The following are the powers of the High court:
1. Protection of Fundamental Rights:
The constitution has granted 6 fundamental rights to its citizens and it is also the responsibility of High courts to protect and defend them against legislative, executive or any other kind of encroachment. The High court may issue the writs. Habeas Corpus, Mandamus, Prohibition, Certiorari and Quo-Warranto, to protect the people against violation of fundamental rights (Article 226). The writ jurisdiction of the high court also extends to the violation of legal rights as well.

2. Original Jurisdiction:
The High courts of the Presidencies of Calcutta, Madras, and Bombay had original jurisdiction both on civil and criminal matters within the limits of the presidencies. However, the original criminal jurisdiction has now been completely taken over by the Criminal Procedure Code (CPC) of 1973. But, the original civil jurisdiction has been retained in matters of higher value.

3. Appellate Jurisdiction:
The appellate jurisdiction of the High courts can be studied under two heads:
a. Civil cases:
The civil cases may go to the High court on either first appeal or second appeal. The appeal from the decisions of District judges and subordinate judges may go directly to the high court in cases of higher value on questions of fact as well as law. And also, when a court below the High court decides a case from the decision of an inferior court, the case can come to the high court on second appeal only on question of law and procedure.

b. Criminal cases:
The High Court can take up criminal cases on appeal in two cases.

  • A person can appeal against the decision of a Sessions Judge or an Additional
    Sessions Judge in a case where the punishment is an imprisonment exceeding seven years. ‘
  • Against the decisions of an Assistant Sessions Judge or other Judicial Magistrates in certain special cases other than petty cases.

[Problem details] Which writs may the High court issue, according to the excerpt on High court powers? The records have no role here.

(Spatial annotation records)

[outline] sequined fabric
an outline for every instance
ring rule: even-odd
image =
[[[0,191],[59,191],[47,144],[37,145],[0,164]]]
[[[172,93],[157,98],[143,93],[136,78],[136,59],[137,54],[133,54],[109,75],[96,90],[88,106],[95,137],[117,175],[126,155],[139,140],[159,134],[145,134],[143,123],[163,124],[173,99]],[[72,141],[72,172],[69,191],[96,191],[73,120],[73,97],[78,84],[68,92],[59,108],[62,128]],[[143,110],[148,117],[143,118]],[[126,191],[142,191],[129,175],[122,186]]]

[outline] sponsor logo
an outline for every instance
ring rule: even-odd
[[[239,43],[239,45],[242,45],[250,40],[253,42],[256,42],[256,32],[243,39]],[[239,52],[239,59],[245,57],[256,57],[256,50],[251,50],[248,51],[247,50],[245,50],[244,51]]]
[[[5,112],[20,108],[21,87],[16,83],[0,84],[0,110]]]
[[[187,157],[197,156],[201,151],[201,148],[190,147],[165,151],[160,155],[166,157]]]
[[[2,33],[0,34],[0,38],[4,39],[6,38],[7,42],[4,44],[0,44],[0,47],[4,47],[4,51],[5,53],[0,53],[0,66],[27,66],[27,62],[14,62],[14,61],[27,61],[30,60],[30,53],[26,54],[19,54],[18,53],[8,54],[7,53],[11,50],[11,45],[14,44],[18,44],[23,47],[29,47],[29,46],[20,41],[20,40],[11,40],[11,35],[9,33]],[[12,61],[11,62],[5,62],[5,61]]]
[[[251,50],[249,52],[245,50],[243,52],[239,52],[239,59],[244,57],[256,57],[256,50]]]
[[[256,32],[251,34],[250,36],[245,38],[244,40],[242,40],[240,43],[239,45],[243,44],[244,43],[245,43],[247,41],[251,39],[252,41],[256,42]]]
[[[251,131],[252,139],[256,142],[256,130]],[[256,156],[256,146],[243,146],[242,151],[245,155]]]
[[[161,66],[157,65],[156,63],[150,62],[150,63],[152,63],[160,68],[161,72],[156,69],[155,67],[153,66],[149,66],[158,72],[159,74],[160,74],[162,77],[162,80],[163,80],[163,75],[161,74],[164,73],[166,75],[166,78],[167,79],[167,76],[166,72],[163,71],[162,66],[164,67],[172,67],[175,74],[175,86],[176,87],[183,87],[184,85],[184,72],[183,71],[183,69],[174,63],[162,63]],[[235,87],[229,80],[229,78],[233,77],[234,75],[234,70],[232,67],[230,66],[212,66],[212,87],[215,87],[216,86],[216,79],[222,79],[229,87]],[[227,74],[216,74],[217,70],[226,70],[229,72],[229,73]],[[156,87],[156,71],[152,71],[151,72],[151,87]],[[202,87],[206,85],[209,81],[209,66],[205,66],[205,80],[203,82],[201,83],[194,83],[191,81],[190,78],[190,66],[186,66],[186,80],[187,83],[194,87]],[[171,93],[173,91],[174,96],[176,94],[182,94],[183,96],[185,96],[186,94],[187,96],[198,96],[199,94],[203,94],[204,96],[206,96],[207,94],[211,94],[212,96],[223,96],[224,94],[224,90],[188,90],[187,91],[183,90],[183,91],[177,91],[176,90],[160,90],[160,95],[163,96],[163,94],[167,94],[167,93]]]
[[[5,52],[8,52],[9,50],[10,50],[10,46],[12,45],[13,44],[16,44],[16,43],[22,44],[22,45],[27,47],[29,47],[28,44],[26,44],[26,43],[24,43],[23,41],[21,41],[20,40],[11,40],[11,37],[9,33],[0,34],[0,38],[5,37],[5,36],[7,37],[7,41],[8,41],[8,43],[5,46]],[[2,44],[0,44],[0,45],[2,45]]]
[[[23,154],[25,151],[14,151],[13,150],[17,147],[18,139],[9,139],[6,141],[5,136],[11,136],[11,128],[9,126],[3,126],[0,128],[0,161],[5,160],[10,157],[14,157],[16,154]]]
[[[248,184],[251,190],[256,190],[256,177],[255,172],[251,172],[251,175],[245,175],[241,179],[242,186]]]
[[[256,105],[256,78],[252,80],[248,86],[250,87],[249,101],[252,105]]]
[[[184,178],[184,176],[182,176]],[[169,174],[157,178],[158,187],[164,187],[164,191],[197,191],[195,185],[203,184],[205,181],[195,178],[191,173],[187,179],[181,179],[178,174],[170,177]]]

[Exercise answer] Habeas Corpus, Mandamus, Prohibition, Certiorari and Quo-Warranto.